**Records of labeled points:**
===

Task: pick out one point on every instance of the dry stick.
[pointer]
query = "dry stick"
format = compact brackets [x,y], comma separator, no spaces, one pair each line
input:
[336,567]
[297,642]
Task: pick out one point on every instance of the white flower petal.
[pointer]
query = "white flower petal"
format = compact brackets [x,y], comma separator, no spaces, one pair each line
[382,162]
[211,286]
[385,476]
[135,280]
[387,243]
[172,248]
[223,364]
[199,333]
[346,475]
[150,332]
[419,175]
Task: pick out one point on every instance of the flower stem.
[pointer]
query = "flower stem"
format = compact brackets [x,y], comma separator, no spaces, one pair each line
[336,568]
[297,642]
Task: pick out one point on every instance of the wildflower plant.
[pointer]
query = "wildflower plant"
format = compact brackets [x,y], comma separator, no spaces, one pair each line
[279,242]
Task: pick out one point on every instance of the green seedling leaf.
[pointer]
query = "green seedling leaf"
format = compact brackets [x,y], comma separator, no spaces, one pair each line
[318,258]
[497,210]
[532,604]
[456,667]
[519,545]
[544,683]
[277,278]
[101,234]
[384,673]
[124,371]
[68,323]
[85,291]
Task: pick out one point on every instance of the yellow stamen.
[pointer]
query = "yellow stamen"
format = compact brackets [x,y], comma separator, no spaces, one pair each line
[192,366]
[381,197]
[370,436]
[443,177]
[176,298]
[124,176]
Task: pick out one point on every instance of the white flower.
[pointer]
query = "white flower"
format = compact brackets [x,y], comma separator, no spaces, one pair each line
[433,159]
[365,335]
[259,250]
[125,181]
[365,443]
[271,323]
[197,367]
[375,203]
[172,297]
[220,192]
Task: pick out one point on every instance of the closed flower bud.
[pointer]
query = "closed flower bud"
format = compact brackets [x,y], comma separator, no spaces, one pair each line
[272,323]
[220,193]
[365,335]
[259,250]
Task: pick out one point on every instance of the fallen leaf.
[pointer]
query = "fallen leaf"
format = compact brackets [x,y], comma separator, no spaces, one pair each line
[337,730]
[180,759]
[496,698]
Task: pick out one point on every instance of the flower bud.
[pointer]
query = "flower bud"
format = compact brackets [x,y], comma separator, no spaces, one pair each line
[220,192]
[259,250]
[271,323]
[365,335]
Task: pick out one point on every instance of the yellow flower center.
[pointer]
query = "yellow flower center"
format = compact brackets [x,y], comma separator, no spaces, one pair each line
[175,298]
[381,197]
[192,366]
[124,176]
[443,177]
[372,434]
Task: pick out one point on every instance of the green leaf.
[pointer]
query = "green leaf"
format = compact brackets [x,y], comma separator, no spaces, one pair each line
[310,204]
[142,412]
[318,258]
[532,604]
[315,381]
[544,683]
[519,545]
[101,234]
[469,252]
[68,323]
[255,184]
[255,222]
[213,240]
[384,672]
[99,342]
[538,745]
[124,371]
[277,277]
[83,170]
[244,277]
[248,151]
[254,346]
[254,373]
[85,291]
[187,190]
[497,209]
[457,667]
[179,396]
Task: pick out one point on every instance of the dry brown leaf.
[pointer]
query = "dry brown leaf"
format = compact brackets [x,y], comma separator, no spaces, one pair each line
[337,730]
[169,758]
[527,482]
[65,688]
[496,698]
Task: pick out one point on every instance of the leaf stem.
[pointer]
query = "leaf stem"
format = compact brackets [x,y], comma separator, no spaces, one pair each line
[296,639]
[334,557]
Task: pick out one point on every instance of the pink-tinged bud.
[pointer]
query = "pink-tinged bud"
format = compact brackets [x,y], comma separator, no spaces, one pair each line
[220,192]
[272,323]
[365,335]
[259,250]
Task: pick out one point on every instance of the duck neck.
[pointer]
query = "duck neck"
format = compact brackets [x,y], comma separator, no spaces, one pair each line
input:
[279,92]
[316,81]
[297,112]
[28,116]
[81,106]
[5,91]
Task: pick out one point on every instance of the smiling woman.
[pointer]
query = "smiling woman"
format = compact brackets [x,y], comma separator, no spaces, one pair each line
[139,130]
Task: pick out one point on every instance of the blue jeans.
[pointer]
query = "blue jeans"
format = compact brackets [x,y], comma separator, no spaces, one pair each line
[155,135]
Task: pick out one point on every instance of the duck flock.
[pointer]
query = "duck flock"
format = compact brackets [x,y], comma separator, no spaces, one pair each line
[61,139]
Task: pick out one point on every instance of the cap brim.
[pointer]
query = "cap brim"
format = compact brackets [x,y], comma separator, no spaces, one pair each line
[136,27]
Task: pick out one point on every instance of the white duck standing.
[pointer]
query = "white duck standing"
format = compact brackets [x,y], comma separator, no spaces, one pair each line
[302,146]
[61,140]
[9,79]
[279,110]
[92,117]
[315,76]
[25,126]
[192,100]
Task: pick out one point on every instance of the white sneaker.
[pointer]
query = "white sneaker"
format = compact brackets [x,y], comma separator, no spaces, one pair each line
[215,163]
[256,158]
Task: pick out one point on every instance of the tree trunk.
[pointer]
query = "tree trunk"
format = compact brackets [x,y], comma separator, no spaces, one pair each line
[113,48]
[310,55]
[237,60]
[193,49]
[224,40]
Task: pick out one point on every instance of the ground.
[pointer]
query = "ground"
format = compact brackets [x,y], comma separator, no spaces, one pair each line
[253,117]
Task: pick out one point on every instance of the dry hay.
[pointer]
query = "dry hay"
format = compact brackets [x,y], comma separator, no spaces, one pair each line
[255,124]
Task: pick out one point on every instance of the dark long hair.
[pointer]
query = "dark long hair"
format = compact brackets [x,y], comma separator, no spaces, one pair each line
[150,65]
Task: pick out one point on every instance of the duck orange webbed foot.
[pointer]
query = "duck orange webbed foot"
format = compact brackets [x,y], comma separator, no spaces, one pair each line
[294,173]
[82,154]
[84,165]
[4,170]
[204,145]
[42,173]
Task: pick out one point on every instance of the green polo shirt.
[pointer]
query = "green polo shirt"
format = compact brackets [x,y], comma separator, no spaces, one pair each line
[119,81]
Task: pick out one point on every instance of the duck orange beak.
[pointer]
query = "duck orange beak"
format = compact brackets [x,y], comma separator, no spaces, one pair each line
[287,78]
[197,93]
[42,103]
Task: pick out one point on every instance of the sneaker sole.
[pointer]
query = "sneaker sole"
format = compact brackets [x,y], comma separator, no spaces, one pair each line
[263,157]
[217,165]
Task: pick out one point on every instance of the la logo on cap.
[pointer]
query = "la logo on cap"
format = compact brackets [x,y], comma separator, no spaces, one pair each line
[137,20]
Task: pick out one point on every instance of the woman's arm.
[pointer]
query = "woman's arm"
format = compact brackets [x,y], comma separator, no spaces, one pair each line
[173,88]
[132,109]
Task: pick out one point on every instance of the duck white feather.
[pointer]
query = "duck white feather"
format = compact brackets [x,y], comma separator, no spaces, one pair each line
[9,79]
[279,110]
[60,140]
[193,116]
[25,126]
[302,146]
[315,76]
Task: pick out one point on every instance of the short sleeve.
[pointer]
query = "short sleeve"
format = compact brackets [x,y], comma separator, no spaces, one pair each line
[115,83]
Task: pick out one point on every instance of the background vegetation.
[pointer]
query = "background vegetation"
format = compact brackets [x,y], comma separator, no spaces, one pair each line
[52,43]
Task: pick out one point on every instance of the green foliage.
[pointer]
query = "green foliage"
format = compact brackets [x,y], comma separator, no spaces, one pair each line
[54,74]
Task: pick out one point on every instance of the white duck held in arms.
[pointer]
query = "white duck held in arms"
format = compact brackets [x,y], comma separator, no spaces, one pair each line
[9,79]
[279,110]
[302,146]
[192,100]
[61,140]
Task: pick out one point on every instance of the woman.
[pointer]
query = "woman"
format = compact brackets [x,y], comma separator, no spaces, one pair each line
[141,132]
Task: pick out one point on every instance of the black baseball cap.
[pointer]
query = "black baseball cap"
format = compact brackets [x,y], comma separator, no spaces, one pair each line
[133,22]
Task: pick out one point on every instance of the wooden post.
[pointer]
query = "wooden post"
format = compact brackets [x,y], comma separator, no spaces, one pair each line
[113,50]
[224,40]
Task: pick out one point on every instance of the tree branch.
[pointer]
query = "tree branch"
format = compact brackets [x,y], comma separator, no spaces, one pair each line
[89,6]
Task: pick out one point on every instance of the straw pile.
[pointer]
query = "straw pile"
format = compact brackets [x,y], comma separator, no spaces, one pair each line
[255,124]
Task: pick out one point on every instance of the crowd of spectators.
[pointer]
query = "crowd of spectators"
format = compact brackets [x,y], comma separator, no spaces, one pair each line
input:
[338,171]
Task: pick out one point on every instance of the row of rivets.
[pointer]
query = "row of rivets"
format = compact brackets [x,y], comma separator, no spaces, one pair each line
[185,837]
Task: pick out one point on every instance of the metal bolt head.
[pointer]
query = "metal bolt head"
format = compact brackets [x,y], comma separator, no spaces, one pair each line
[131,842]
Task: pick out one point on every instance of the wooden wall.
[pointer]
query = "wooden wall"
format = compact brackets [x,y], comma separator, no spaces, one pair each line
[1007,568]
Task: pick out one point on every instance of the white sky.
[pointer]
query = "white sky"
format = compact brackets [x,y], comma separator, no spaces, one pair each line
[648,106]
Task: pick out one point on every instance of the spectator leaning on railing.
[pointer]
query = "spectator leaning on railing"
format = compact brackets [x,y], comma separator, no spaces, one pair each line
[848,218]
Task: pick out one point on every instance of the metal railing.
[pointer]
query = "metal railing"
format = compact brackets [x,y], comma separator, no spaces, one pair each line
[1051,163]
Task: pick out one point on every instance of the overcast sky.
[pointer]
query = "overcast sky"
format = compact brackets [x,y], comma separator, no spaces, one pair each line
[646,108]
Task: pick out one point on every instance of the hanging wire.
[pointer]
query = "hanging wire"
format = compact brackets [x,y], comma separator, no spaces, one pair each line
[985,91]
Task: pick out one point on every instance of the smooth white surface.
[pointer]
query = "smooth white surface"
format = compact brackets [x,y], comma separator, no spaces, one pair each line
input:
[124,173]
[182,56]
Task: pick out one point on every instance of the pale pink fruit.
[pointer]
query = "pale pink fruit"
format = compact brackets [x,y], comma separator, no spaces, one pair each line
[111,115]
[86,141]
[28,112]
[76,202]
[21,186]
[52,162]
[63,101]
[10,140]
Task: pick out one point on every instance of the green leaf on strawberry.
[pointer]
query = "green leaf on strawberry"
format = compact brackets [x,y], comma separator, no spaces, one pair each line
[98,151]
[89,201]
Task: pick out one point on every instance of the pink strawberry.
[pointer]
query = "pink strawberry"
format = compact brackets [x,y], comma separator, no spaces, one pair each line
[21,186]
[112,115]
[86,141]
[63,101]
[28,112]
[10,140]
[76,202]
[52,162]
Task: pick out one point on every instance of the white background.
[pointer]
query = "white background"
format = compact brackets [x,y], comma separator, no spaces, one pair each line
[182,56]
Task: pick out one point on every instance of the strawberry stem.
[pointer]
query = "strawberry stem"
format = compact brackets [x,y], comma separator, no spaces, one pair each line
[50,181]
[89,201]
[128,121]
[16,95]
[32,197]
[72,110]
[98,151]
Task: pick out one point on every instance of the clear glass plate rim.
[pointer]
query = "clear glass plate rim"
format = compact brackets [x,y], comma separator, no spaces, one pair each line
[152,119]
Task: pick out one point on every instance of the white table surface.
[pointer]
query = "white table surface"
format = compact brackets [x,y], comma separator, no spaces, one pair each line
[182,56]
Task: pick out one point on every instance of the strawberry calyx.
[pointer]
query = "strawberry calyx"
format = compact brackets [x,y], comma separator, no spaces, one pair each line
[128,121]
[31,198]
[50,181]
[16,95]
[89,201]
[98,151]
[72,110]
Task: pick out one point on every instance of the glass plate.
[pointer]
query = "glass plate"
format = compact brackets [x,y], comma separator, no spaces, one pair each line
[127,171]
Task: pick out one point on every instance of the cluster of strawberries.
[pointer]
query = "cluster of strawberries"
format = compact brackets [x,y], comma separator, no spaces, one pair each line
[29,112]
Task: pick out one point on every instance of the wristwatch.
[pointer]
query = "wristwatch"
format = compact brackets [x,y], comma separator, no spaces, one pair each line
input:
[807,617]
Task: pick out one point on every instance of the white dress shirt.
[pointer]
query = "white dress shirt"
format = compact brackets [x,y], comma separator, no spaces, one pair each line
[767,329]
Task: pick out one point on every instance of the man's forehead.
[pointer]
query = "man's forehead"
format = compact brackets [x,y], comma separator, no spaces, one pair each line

===

Each line from the one with "the strawberry stem." through the last line of the records must be written out word for word. Include nothing else.

Task: pick out one point on every instance of the strawberry stem.
[pointer]
query = "strawberry stem"
format = compact brackets [x,y], comma separator, no spaces, one pair each line
[50,181]
[89,201]
[128,121]
[16,95]
[32,197]
[72,110]
[98,151]
Task: pick out one point on every instance of the clear glass plate rim.
[pointer]
query = "clear glass plate rim"
format = compact brackets [x,y], comma separator, no spaces, one pair each line
[152,119]
Task: pick out one point on every instance of the white table surface.
[pointer]
query = "white table surface"
format = compact brackets [x,y], comma separator, no spaces, one pair each line
[182,56]
Task: pick out one point on every instance of the strawberry calyx.
[pointer]
query = "strawberry calyx"
format = compact brackets [x,y], comma separator, no spaces, one pair each line
[128,121]
[31,198]
[50,181]
[16,95]
[89,201]
[98,151]
[72,110]
Task: pick out one point on every instance of the glass plate.
[pointer]
query = "glass plate"
format = compact brackets [x,y], comma separator, no spaces, one pair each line
[127,171]
Task: pick out one point on every instance of the cluster of strawberries.
[pointer]
query = "cluster of strawberries"
format = compact brackets [x,y], comma separator, no spaces, one pair each line
[29,112]
Task: pick out one point on every instance of the wristwatch.
[pointer]
query = "wristwatch"
format = compact brackets [x,y], comma separator, no spaces, one pair each line
input:
[807,617]
Task: pick out one point on every instance of the white dress shirt.
[pointer]
query = "white dress shirt"
format = compact brackets [x,y], comma separator, no spaces, one pair each line
[767,329]
Task: pick out one point on every instance of the man's forehead.
[pointer]
query = "man's forehead"
format = compact brackets [x,y], comma separator, no spaces, one pair each line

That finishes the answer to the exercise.